-------- DATASET ROWS

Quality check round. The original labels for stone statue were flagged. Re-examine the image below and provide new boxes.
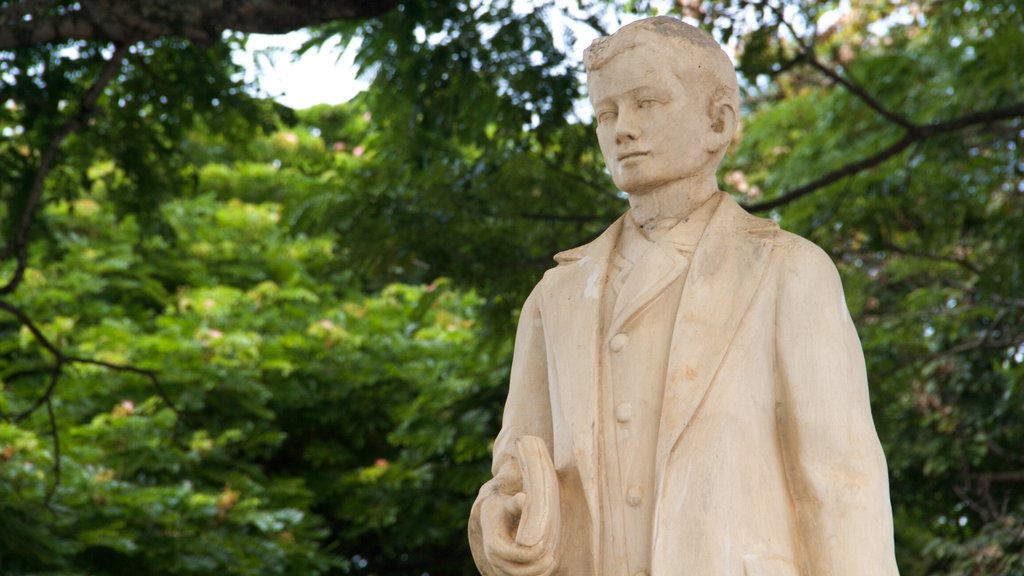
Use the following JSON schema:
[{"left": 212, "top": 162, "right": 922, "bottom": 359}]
[{"left": 469, "top": 16, "right": 897, "bottom": 576}]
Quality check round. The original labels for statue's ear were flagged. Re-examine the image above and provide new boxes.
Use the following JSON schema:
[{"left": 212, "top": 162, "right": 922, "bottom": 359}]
[{"left": 705, "top": 99, "right": 739, "bottom": 154}]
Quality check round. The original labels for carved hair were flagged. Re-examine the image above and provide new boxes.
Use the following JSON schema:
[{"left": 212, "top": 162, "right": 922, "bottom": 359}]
[{"left": 583, "top": 16, "right": 739, "bottom": 115}]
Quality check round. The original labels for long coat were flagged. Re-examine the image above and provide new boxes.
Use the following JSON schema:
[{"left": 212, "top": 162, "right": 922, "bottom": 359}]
[{"left": 469, "top": 197, "right": 897, "bottom": 576}]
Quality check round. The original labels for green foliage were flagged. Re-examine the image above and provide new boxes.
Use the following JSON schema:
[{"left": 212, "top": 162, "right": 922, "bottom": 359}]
[{"left": 0, "top": 0, "right": 1024, "bottom": 576}]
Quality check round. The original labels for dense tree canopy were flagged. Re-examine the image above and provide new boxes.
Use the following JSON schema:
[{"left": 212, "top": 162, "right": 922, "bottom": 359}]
[{"left": 0, "top": 0, "right": 1024, "bottom": 576}]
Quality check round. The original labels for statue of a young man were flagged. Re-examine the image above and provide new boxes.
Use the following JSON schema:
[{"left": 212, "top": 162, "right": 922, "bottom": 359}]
[{"left": 469, "top": 17, "right": 897, "bottom": 576}]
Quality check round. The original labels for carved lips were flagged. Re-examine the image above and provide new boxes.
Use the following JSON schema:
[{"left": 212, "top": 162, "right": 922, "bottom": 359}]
[{"left": 617, "top": 152, "right": 648, "bottom": 163}]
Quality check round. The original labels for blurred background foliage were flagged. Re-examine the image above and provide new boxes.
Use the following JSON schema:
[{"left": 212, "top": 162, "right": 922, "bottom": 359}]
[{"left": 0, "top": 0, "right": 1024, "bottom": 576}]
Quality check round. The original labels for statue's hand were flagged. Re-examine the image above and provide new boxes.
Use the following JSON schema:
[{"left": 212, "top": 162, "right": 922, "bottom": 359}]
[{"left": 480, "top": 436, "right": 561, "bottom": 576}]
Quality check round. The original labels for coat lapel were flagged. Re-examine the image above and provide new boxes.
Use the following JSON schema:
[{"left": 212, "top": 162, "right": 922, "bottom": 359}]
[
  {"left": 541, "top": 215, "right": 625, "bottom": 549},
  {"left": 607, "top": 243, "right": 689, "bottom": 335},
  {"left": 655, "top": 196, "right": 778, "bottom": 487}
]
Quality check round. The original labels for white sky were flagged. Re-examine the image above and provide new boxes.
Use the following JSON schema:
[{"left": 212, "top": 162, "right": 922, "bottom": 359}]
[
  {"left": 233, "top": 0, "right": 850, "bottom": 111},
  {"left": 233, "top": 0, "right": 671, "bottom": 109},
  {"left": 232, "top": 31, "right": 368, "bottom": 109}
]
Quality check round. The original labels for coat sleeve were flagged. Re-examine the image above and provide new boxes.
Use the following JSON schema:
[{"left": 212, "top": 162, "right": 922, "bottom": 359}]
[
  {"left": 469, "top": 288, "right": 553, "bottom": 575},
  {"left": 775, "top": 240, "right": 898, "bottom": 576}
]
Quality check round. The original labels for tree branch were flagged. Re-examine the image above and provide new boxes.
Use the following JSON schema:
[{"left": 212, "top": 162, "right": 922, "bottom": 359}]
[
  {"left": 0, "top": 45, "right": 128, "bottom": 296},
  {"left": 744, "top": 102, "right": 1024, "bottom": 212},
  {"left": 806, "top": 53, "right": 919, "bottom": 132},
  {"left": 0, "top": 299, "right": 181, "bottom": 416},
  {"left": 0, "top": 0, "right": 397, "bottom": 50}
]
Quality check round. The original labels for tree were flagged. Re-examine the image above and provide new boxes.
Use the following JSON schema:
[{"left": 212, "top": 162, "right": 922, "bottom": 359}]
[
  {"left": 0, "top": 0, "right": 396, "bottom": 50},
  {"left": 0, "top": 0, "right": 1024, "bottom": 575}
]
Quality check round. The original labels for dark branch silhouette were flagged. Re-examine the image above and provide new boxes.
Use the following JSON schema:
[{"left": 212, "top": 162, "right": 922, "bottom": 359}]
[{"left": 744, "top": 102, "right": 1024, "bottom": 212}]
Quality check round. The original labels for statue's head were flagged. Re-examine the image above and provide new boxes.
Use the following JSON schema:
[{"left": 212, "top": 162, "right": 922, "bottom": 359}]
[{"left": 584, "top": 16, "right": 739, "bottom": 195}]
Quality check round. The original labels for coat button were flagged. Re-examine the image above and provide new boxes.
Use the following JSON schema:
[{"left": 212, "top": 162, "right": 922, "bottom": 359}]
[
  {"left": 626, "top": 484, "right": 643, "bottom": 506},
  {"left": 610, "top": 333, "right": 630, "bottom": 352},
  {"left": 615, "top": 402, "right": 633, "bottom": 424}
]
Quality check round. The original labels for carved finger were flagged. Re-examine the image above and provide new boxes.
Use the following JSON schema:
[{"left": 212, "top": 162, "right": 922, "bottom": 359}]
[{"left": 515, "top": 436, "right": 560, "bottom": 549}]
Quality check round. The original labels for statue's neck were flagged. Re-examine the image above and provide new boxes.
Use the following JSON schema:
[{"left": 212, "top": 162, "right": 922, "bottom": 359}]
[{"left": 630, "top": 173, "right": 718, "bottom": 231}]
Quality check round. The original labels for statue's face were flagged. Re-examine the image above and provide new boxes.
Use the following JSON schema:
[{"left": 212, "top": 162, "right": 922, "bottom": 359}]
[{"left": 587, "top": 45, "right": 717, "bottom": 195}]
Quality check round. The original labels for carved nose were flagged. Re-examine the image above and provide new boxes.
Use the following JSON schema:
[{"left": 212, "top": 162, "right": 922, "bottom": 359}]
[
  {"left": 615, "top": 113, "right": 640, "bottom": 143},
  {"left": 615, "top": 124, "right": 640, "bottom": 143}
]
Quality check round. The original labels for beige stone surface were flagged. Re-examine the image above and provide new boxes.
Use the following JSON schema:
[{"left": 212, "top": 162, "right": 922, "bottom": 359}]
[{"left": 469, "top": 17, "right": 897, "bottom": 576}]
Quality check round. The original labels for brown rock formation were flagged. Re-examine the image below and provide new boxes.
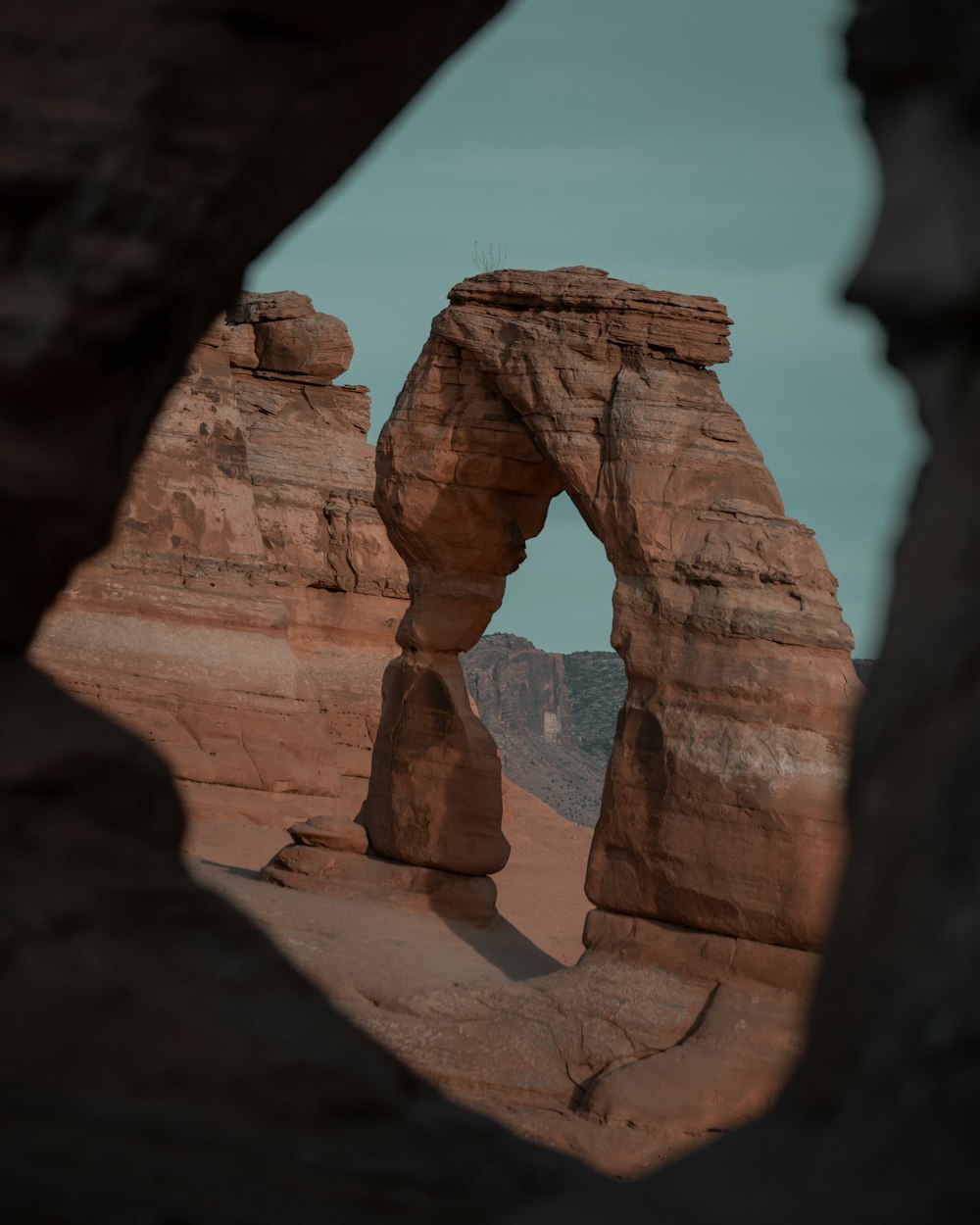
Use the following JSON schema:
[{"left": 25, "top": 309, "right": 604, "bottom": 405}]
[
  {"left": 366, "top": 269, "right": 857, "bottom": 949},
  {"left": 33, "top": 294, "right": 406, "bottom": 826}
]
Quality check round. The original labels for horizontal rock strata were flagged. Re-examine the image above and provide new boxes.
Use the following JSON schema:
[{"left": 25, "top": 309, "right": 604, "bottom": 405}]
[
  {"left": 33, "top": 293, "right": 407, "bottom": 828},
  {"left": 366, "top": 269, "right": 858, "bottom": 949}
]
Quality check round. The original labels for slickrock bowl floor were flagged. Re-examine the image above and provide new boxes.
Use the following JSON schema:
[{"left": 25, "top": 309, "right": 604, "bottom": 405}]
[{"left": 185, "top": 784, "right": 799, "bottom": 1177}]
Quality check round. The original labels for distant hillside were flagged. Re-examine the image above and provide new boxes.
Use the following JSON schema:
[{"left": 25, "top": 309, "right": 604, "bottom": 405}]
[
  {"left": 461, "top": 633, "right": 626, "bottom": 826},
  {"left": 461, "top": 633, "right": 875, "bottom": 826}
]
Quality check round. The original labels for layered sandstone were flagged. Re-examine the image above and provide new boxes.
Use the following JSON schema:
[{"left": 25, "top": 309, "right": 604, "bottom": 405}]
[
  {"left": 366, "top": 269, "right": 858, "bottom": 949},
  {"left": 33, "top": 293, "right": 406, "bottom": 828}
]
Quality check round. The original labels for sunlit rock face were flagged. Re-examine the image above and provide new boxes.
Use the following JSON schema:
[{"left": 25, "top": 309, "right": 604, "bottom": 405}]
[
  {"left": 34, "top": 293, "right": 406, "bottom": 827},
  {"left": 366, "top": 268, "right": 858, "bottom": 949}
]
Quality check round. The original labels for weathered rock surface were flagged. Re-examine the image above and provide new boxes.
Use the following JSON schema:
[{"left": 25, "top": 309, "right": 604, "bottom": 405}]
[
  {"left": 366, "top": 269, "right": 858, "bottom": 949},
  {"left": 33, "top": 293, "right": 406, "bottom": 827}
]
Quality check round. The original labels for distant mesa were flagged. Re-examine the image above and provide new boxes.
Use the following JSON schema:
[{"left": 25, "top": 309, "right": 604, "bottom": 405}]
[
  {"left": 34, "top": 280, "right": 860, "bottom": 1160},
  {"left": 461, "top": 633, "right": 626, "bottom": 826}
]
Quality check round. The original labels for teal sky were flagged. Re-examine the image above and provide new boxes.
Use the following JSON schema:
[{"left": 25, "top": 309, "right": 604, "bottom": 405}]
[{"left": 246, "top": 0, "right": 920, "bottom": 656}]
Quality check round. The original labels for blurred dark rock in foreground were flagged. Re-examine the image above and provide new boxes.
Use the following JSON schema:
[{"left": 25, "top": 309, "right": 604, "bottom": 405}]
[{"left": 0, "top": 0, "right": 980, "bottom": 1225}]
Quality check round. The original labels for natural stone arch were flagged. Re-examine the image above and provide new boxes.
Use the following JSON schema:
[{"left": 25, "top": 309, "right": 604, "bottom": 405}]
[{"left": 366, "top": 269, "right": 858, "bottom": 949}]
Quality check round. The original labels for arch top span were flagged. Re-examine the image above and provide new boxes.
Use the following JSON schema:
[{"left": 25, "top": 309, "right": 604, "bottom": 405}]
[{"left": 367, "top": 269, "right": 858, "bottom": 947}]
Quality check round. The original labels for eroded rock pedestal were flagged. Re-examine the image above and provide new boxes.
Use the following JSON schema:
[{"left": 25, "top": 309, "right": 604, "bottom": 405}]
[
  {"left": 364, "top": 269, "right": 858, "bottom": 949},
  {"left": 33, "top": 293, "right": 406, "bottom": 828}
]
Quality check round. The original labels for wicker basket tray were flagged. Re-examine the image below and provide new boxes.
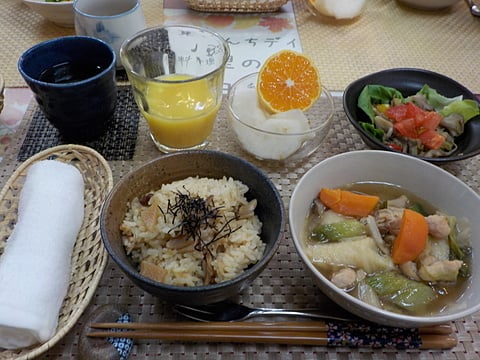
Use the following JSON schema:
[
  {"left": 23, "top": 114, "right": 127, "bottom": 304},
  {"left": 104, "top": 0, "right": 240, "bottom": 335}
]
[
  {"left": 0, "top": 145, "right": 113, "bottom": 360},
  {"left": 185, "top": 0, "right": 288, "bottom": 13}
]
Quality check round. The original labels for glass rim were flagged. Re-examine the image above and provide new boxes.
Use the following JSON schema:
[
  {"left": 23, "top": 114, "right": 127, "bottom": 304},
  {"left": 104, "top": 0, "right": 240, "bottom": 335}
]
[{"left": 119, "top": 25, "right": 230, "bottom": 84}]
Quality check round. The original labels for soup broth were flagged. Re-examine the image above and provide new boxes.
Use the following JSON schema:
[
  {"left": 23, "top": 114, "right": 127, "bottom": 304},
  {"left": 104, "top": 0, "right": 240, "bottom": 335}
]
[{"left": 304, "top": 182, "right": 471, "bottom": 316}]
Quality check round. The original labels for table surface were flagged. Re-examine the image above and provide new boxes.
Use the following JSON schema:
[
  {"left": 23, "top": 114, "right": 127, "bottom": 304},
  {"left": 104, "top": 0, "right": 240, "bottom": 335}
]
[{"left": 0, "top": 0, "right": 480, "bottom": 359}]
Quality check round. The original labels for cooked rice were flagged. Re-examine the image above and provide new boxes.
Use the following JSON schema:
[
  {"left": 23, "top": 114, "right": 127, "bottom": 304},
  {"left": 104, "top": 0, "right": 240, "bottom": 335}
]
[{"left": 121, "top": 177, "right": 265, "bottom": 286}]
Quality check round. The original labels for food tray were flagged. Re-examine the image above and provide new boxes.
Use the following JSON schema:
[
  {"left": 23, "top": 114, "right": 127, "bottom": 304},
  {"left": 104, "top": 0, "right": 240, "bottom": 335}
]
[
  {"left": 185, "top": 0, "right": 288, "bottom": 13},
  {"left": 0, "top": 145, "right": 113, "bottom": 360}
]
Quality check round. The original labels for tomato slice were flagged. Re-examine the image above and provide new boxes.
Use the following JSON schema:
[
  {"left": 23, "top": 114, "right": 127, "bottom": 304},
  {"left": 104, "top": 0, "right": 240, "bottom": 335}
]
[
  {"left": 418, "top": 130, "right": 445, "bottom": 150},
  {"left": 385, "top": 102, "right": 445, "bottom": 149}
]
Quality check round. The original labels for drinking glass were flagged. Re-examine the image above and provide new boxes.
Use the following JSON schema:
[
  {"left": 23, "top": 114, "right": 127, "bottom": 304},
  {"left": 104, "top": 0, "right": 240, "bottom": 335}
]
[{"left": 120, "top": 25, "right": 230, "bottom": 153}]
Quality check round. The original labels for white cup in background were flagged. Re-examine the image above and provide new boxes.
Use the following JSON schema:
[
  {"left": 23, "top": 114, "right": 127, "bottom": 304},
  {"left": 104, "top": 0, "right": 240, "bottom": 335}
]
[{"left": 73, "top": 0, "right": 146, "bottom": 68}]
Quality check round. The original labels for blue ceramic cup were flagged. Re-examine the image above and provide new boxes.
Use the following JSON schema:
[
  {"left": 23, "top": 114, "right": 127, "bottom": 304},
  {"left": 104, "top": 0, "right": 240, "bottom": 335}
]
[{"left": 18, "top": 36, "right": 117, "bottom": 141}]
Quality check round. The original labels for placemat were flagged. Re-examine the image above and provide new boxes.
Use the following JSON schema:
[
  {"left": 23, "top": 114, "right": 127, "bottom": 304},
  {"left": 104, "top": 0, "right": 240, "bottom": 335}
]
[
  {"left": 0, "top": 0, "right": 480, "bottom": 93},
  {"left": 17, "top": 86, "right": 140, "bottom": 161},
  {"left": 0, "top": 95, "right": 480, "bottom": 360}
]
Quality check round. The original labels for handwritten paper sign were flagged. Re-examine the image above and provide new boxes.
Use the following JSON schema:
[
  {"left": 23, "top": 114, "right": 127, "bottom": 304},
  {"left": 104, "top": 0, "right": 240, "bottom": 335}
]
[{"left": 164, "top": 0, "right": 302, "bottom": 90}]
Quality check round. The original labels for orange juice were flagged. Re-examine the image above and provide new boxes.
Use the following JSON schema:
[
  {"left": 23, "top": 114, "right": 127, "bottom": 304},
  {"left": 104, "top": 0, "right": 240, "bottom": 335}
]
[{"left": 141, "top": 74, "right": 220, "bottom": 148}]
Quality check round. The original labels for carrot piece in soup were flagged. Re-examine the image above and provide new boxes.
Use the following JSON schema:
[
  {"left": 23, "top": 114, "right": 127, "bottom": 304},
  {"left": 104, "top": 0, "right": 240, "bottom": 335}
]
[
  {"left": 392, "top": 209, "right": 428, "bottom": 264},
  {"left": 318, "top": 188, "right": 380, "bottom": 216}
]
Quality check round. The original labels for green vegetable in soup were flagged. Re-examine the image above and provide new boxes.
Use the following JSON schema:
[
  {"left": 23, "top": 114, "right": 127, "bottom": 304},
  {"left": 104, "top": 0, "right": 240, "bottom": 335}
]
[
  {"left": 306, "top": 236, "right": 394, "bottom": 273},
  {"left": 448, "top": 216, "right": 472, "bottom": 278},
  {"left": 365, "top": 271, "right": 437, "bottom": 313},
  {"left": 312, "top": 219, "right": 367, "bottom": 241}
]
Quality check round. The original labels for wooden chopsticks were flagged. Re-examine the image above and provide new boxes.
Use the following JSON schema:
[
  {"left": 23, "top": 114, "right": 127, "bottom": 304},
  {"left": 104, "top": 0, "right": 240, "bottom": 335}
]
[{"left": 87, "top": 321, "right": 457, "bottom": 349}]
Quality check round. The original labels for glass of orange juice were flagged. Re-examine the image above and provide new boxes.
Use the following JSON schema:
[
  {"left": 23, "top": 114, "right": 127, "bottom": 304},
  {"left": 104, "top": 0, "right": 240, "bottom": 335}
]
[{"left": 120, "top": 25, "right": 230, "bottom": 153}]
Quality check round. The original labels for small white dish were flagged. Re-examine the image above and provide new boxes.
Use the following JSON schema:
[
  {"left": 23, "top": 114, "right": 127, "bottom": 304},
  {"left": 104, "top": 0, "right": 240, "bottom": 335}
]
[
  {"left": 398, "top": 0, "right": 458, "bottom": 10},
  {"left": 23, "top": 0, "right": 74, "bottom": 27}
]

----------------

> [STATED TASK]:
Which lines of the data above contain the string "blurred", with case counting? Gather each such line in full.

> [PROBLEM SOLUTION]:
Quality check round. The original labels for blurred background foliage were flagged. Re-examine the image above and provide new boxes.
Quality check round. The original labels for blurred dark rock in foreground were flagged. Re-examine the image above and provide new boxes.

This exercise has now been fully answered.